Personal information
- Full name: Alexeis Argilagos Segura
- Nationality: Cuban
- Born: 28 July 1975 Camagüey, Cuba
- Died: 1 August 2026 (aged 51) Italy
- Height: 2.00 m (6 ft 7 in)

Volleyball information
- Position: Libero
- Number: 5

National team
| 1995–2000 | Cuba |

Honours
Men's volleyball
Representing Cuba
World Championship
| Bronze medal – third place | 1998 Japan | Team |
World League
| Gold medal – first place | 1998 Milan |  |
| Silver medal – second place | 1999 Mar del Plata |  |
World Grand Champions Cup
| Bronze medal – third place | 1997 Japan |  |
Pan American Games
| Gold medal – first place | 1999 Winnipeg | Team |
Central American and Caribbean Games
| Gold medal – first place | 1998 Maracaibo | Team |

= Alexeis Argilagos =

Cuban volleyball player (1975–2026)

> _Job 1_: State how many lines of the records contain the string "ornate", giving only the number.
> _Job 2_: Resume the profile of the Cuban volleyball player, continuing from its final line.
The profile above and the records that come after it are unrelated to each other.

A data block:
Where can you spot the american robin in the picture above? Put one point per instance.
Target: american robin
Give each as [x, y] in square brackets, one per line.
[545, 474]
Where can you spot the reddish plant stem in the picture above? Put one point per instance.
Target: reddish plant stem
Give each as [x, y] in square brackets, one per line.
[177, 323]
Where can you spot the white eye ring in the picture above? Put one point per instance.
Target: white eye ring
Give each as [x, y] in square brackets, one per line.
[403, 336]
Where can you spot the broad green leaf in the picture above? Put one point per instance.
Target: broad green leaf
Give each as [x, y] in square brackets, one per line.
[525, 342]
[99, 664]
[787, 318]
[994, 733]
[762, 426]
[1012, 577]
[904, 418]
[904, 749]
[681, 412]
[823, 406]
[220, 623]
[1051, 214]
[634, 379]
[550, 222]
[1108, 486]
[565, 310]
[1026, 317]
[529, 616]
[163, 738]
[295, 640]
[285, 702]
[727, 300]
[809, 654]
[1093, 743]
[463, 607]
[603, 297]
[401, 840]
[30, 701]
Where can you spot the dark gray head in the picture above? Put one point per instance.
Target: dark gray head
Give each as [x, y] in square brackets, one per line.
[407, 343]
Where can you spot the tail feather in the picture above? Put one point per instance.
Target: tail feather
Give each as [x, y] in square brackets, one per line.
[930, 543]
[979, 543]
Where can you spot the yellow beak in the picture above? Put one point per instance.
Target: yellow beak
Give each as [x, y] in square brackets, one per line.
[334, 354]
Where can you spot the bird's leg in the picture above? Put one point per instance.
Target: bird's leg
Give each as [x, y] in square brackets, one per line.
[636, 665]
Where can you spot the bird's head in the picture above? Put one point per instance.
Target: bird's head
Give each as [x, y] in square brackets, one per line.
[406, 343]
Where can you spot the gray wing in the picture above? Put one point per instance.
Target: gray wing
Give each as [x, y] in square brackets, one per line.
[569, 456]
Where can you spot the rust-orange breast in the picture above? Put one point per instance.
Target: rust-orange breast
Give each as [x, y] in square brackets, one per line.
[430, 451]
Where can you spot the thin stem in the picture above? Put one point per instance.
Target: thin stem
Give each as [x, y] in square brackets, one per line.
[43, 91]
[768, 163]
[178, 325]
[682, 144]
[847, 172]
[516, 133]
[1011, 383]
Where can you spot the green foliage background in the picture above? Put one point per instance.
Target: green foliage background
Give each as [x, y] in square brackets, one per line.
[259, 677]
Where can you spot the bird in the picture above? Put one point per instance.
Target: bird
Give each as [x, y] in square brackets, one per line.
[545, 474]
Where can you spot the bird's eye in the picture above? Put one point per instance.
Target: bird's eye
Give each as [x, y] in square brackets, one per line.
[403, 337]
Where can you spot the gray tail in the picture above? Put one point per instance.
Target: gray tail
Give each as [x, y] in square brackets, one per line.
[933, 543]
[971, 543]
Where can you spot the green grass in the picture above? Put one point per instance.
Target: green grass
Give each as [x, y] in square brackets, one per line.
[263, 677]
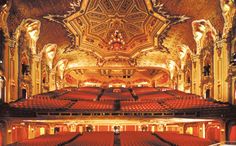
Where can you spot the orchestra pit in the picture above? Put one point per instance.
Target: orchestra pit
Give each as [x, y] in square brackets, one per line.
[117, 73]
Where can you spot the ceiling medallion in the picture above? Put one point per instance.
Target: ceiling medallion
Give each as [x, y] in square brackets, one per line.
[116, 42]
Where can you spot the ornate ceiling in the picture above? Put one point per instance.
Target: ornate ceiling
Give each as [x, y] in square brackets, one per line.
[153, 30]
[101, 18]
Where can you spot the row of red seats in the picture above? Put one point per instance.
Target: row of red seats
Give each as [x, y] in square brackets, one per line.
[38, 103]
[191, 104]
[183, 139]
[94, 139]
[48, 140]
[155, 96]
[93, 106]
[91, 89]
[116, 96]
[79, 95]
[141, 90]
[140, 139]
[141, 106]
[181, 94]
[123, 94]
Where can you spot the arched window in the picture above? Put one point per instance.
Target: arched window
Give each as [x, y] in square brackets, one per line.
[24, 93]
[89, 128]
[234, 96]
[208, 93]
[2, 89]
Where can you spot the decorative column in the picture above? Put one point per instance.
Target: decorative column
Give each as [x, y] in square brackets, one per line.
[196, 75]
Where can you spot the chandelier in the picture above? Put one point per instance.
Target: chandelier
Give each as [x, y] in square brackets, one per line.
[116, 42]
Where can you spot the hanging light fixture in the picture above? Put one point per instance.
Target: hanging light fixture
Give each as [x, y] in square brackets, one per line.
[116, 42]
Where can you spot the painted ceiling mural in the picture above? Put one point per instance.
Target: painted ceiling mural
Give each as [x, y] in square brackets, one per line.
[116, 28]
[122, 35]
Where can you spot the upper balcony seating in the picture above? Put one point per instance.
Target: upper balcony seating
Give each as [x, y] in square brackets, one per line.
[79, 95]
[117, 96]
[93, 106]
[195, 103]
[181, 94]
[41, 103]
[183, 139]
[95, 90]
[155, 96]
[142, 90]
[48, 140]
[94, 139]
[135, 106]
[123, 95]
[140, 139]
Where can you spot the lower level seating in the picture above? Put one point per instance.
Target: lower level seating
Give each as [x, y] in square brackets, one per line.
[140, 139]
[48, 140]
[183, 139]
[135, 106]
[94, 139]
[93, 106]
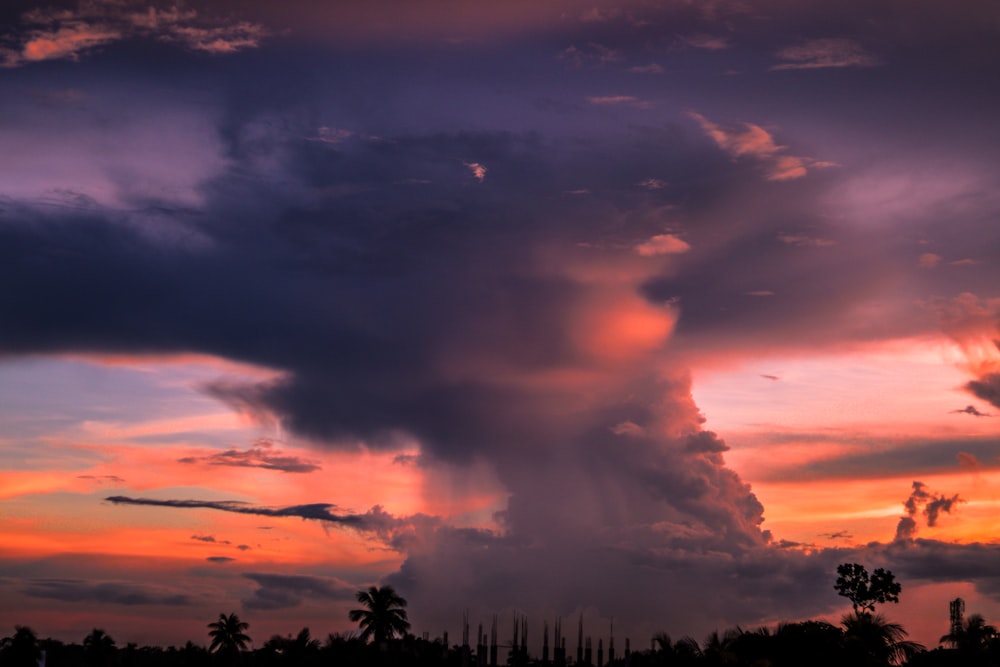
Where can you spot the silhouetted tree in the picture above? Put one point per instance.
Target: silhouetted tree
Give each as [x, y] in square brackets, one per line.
[813, 643]
[228, 635]
[871, 640]
[98, 648]
[20, 649]
[863, 591]
[384, 615]
[974, 636]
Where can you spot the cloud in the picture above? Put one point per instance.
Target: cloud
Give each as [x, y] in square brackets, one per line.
[929, 260]
[971, 410]
[374, 519]
[283, 591]
[923, 501]
[824, 53]
[593, 52]
[75, 590]
[802, 240]
[753, 141]
[54, 34]
[260, 456]
[651, 68]
[477, 170]
[707, 42]
[619, 100]
[662, 244]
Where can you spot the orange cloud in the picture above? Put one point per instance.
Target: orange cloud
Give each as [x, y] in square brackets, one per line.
[753, 141]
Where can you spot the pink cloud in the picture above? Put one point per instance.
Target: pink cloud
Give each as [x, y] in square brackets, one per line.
[929, 260]
[478, 170]
[753, 141]
[707, 42]
[662, 244]
[57, 34]
[616, 100]
[822, 53]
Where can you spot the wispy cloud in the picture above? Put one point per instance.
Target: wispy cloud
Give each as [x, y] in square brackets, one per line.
[823, 53]
[619, 100]
[971, 410]
[651, 68]
[262, 455]
[929, 504]
[375, 519]
[592, 52]
[282, 591]
[75, 590]
[477, 170]
[802, 240]
[662, 244]
[707, 42]
[54, 34]
[753, 141]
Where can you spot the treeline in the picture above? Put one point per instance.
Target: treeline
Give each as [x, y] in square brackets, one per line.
[862, 640]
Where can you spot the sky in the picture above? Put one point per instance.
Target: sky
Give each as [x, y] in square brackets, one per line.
[645, 311]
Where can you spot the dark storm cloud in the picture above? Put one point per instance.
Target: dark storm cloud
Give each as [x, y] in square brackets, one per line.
[869, 457]
[260, 456]
[931, 560]
[346, 243]
[924, 502]
[74, 590]
[282, 591]
[374, 519]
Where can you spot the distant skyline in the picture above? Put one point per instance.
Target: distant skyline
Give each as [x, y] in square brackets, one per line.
[653, 311]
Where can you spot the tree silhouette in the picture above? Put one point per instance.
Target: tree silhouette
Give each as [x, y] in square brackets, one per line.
[871, 640]
[384, 615]
[20, 649]
[974, 636]
[228, 634]
[98, 648]
[863, 591]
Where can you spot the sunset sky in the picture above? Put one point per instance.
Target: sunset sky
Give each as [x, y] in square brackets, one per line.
[653, 310]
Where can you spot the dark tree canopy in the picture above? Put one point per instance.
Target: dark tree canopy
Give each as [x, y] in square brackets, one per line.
[384, 615]
[863, 591]
[228, 634]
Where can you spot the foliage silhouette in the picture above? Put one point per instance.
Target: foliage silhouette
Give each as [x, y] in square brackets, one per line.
[20, 649]
[383, 617]
[863, 591]
[228, 635]
[870, 639]
[98, 648]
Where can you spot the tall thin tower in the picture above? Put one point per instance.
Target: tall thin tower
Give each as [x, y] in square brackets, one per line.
[956, 610]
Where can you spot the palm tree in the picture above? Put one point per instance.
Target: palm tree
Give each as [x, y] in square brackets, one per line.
[384, 615]
[973, 637]
[228, 634]
[870, 639]
[98, 647]
[21, 649]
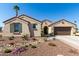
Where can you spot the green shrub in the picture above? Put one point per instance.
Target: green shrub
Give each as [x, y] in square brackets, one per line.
[7, 50]
[33, 46]
[26, 45]
[45, 39]
[25, 37]
[51, 44]
[34, 39]
[11, 38]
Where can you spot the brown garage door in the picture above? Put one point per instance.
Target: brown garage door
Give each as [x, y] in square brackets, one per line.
[62, 30]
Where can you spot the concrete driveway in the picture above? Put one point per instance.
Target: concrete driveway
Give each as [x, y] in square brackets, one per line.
[70, 40]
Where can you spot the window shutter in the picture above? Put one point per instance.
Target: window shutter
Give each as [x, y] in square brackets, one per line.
[11, 27]
[20, 28]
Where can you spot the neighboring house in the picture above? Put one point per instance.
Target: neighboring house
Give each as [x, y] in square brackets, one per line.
[22, 25]
[63, 27]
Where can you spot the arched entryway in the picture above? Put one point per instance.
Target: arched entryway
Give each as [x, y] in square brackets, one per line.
[45, 30]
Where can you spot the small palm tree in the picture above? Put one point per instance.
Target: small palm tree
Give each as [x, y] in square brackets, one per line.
[16, 8]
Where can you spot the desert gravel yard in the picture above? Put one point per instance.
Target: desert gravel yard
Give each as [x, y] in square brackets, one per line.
[44, 48]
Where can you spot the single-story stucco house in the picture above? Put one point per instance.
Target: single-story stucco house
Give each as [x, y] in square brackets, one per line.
[23, 24]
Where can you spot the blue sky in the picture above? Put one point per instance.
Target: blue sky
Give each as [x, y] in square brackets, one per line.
[41, 11]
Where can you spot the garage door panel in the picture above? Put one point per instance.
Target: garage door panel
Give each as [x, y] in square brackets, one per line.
[62, 30]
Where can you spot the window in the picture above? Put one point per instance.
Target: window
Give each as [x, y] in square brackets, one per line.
[15, 27]
[34, 26]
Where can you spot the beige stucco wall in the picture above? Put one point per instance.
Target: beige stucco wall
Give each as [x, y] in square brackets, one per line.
[32, 21]
[46, 23]
[25, 29]
[77, 34]
[66, 24]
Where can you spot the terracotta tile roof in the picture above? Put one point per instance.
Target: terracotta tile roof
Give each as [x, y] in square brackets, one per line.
[62, 20]
[46, 20]
[14, 18]
[21, 18]
[29, 17]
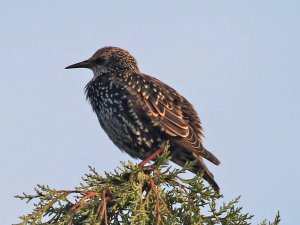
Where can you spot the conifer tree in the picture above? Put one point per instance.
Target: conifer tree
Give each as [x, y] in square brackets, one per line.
[134, 195]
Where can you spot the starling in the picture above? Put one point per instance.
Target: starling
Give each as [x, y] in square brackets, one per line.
[140, 113]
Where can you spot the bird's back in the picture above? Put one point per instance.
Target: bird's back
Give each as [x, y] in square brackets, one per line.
[140, 114]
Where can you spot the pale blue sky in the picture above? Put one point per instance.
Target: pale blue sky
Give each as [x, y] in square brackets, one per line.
[236, 61]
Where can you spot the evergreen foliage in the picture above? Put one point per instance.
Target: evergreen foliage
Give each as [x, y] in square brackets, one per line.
[135, 195]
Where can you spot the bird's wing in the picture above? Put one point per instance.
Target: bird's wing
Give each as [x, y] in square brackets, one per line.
[176, 116]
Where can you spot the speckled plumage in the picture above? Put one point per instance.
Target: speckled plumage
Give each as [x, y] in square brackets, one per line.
[140, 114]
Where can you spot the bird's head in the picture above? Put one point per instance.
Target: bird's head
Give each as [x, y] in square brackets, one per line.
[108, 60]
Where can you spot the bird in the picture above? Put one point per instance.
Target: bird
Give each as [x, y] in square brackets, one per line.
[141, 114]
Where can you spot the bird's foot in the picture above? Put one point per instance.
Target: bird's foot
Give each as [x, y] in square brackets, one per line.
[150, 157]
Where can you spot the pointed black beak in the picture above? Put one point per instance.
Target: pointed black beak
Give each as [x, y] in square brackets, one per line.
[84, 64]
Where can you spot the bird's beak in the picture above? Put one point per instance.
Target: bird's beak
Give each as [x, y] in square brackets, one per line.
[83, 64]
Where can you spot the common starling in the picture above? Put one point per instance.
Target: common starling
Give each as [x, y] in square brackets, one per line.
[140, 114]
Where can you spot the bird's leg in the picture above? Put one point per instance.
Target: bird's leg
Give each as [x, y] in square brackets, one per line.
[152, 156]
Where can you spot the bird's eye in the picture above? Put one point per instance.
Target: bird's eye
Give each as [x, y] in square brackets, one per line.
[99, 60]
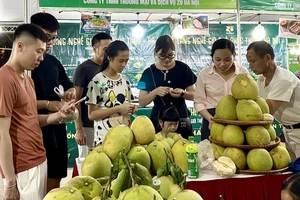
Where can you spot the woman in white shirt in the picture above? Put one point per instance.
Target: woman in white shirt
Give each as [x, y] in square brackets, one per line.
[215, 81]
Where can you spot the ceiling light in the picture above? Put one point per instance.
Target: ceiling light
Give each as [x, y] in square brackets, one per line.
[178, 32]
[259, 32]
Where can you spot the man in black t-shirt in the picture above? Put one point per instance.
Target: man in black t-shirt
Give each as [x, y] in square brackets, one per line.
[84, 73]
[49, 74]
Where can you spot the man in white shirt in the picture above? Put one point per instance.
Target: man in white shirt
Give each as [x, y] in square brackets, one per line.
[281, 89]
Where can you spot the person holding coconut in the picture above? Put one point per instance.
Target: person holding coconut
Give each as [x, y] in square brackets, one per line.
[281, 90]
[215, 81]
[23, 163]
[168, 82]
[168, 119]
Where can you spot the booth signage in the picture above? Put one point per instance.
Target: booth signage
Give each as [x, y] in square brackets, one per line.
[142, 4]
[271, 5]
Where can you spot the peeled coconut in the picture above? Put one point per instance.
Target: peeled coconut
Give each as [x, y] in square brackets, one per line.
[121, 130]
[259, 160]
[163, 140]
[167, 186]
[244, 87]
[238, 156]
[185, 195]
[175, 136]
[226, 108]
[257, 135]
[113, 144]
[216, 131]
[96, 164]
[224, 166]
[217, 150]
[233, 134]
[64, 193]
[179, 154]
[87, 185]
[261, 102]
[248, 110]
[281, 157]
[141, 192]
[271, 131]
[138, 154]
[157, 154]
[143, 130]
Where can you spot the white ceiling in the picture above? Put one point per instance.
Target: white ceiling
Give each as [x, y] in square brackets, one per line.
[12, 11]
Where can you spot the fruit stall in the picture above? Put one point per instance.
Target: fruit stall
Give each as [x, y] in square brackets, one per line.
[245, 159]
[245, 156]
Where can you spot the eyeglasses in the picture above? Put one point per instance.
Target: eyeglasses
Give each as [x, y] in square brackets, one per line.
[170, 57]
[53, 38]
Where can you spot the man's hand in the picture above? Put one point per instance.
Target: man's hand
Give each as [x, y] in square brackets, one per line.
[11, 192]
[55, 106]
[80, 137]
[126, 108]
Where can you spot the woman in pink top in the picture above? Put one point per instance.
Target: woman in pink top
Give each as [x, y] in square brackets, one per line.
[215, 81]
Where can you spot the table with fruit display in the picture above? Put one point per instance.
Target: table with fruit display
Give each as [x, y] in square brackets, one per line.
[247, 152]
[132, 164]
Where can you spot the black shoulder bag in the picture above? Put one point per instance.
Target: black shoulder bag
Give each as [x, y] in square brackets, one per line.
[185, 125]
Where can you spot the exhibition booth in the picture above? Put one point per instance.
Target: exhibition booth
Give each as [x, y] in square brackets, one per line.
[236, 20]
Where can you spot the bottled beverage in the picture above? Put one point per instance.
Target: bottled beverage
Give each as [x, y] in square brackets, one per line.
[192, 159]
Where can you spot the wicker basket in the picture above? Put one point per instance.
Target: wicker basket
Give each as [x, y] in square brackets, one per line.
[238, 122]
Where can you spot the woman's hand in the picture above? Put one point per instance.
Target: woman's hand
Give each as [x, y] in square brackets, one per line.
[135, 109]
[176, 93]
[67, 110]
[55, 106]
[126, 108]
[162, 91]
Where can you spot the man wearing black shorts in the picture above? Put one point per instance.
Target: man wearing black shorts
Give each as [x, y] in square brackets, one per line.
[49, 74]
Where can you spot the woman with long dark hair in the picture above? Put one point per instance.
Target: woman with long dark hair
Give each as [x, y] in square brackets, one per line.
[168, 82]
[215, 81]
[109, 94]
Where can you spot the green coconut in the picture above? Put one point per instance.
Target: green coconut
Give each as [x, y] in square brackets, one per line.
[87, 185]
[64, 193]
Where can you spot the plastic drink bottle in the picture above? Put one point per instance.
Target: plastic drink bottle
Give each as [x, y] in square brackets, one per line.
[192, 159]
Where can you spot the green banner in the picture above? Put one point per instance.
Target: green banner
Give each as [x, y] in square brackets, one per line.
[73, 48]
[270, 5]
[143, 4]
[293, 47]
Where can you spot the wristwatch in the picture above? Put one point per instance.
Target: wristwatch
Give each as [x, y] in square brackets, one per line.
[182, 93]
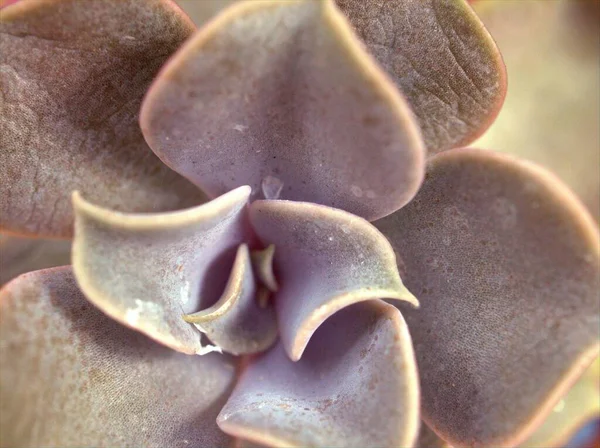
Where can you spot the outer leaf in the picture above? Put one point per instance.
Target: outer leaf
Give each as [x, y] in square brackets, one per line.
[443, 60]
[552, 112]
[326, 260]
[70, 376]
[356, 386]
[72, 76]
[236, 323]
[505, 261]
[147, 271]
[21, 255]
[282, 91]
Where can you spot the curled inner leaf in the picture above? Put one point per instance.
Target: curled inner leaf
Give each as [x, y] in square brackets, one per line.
[505, 261]
[147, 270]
[356, 386]
[237, 323]
[71, 376]
[327, 259]
[281, 96]
[262, 261]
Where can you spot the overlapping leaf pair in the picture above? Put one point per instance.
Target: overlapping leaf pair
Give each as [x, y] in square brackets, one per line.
[279, 99]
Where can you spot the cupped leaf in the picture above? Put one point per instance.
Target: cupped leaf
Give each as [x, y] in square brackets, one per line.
[505, 262]
[326, 259]
[356, 386]
[147, 271]
[236, 323]
[443, 60]
[72, 77]
[282, 92]
[551, 52]
[71, 376]
[20, 255]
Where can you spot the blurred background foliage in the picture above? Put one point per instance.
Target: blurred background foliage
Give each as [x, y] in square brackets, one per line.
[551, 116]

> _Answer 1_: 2

> _Answer 2_:
Alexeis Argilagos Segura (28 July 1975 – 1 August 2026) was a Cuban volleyball player.

==Biography==
Argilagos was born in Camagüey. He played for the Cuban men's national volleyball team between 1995 and 2000. He was part of the Cuban team that won the 1998 World League, as well as a silver medal in the 1999 World League, bronze in the 1997 World Grand Champions Cup, and gold at the 1999 Pan American Games. He competed with the national team at the 2000 Summer Olympics in Sydney, finishing seventh.

He left the national team after the 2000 Summer Olympics and settled in Italy, playing for several clubs of the Italian Serie A2, including Salerno, Isernia, Mantova, Materdomini Castellana Grotte, Sora, and Segrate. He also played with the Qatari club Al-Arabi in 2003–2006. He retired in the 2021/22 season.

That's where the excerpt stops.